> [What is asked]
Convert the lines of the records into a Markdown table with the columns Row and Line, starting at the line that contains "like [216, 139]." and running through the end of the records. Omit blank lines.
======== Input rows
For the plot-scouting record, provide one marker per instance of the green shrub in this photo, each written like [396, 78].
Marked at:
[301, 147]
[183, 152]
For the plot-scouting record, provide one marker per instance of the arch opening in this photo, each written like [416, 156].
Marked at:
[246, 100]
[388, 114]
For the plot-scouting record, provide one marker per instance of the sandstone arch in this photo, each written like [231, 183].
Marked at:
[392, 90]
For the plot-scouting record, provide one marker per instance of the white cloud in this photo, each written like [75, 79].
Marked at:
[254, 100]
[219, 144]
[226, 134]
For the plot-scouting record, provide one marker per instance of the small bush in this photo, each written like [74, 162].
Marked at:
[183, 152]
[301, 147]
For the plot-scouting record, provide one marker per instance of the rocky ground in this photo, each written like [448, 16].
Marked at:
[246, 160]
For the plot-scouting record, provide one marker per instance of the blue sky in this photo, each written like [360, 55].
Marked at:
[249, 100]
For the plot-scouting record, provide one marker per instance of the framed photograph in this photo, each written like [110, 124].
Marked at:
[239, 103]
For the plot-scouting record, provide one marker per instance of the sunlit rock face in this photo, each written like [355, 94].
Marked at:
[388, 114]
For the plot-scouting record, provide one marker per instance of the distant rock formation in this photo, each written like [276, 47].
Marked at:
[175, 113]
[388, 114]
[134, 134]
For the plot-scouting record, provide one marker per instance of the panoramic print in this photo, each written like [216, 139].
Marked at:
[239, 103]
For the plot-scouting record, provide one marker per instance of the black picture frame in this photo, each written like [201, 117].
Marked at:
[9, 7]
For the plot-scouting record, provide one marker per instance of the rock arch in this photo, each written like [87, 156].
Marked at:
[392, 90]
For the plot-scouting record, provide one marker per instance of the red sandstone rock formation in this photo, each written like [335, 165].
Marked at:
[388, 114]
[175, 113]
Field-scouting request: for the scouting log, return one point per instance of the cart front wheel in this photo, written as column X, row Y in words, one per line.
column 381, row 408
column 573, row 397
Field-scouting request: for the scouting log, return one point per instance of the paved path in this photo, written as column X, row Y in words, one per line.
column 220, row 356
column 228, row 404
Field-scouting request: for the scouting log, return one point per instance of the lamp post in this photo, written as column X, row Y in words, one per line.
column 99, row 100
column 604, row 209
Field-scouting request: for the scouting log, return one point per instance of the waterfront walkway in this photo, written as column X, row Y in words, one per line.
================
> [Written response]
| Row | Line |
|---|---|
| 1 | For the plot-scouting record, provide one marker per instance of the panoramic print in this photo, each written like [216, 139]. |
| 2 | Marked at: |
| 3 | [239, 103] |
| 4 | For the plot-scouting record, provide one marker per instance of the black picture frame in this photo, each written like [201, 117]. |
| 5 | Marked at: |
| 6 | [9, 7] |
| 7 | For the plot-scouting record, provide one marker per instance of the rock arch in this photo, each written like [87, 156]. |
| 8 | Marked at: |
| 9 | [392, 90] |
| 10 | For the plot-scouting record, provide one marker per instance of the red sandstone rock formation in this photo, each written like [335, 165]. |
| 11 | Marked at: |
| 12 | [388, 114] |
| 13 | [175, 113] |
| 14 | Field-scouting request: for the scouting log, return one point per instance of the cart front wheel in this photo, written as column X, row Y in words, one per line. |
| 15 | column 381, row 408 |
| 16 | column 573, row 397 |
| 17 | Field-scouting request: for the scouting log, return one point per instance of the paved path in this photo, written as column X, row Y in words, one per line. |
| 18 | column 220, row 356 |
| 19 | column 228, row 404 |
| 20 | Field-scouting request: for the scouting log, return one point per instance of the lamp post in this photo, written as column X, row Y in words, one per line. |
| 21 | column 99, row 100 |
| 22 | column 604, row 209 |
| 23 | Field-scouting request: for the scouting log, return one point per instance of the waterfront walkway in this photo, written as column X, row Y in words, one per line. |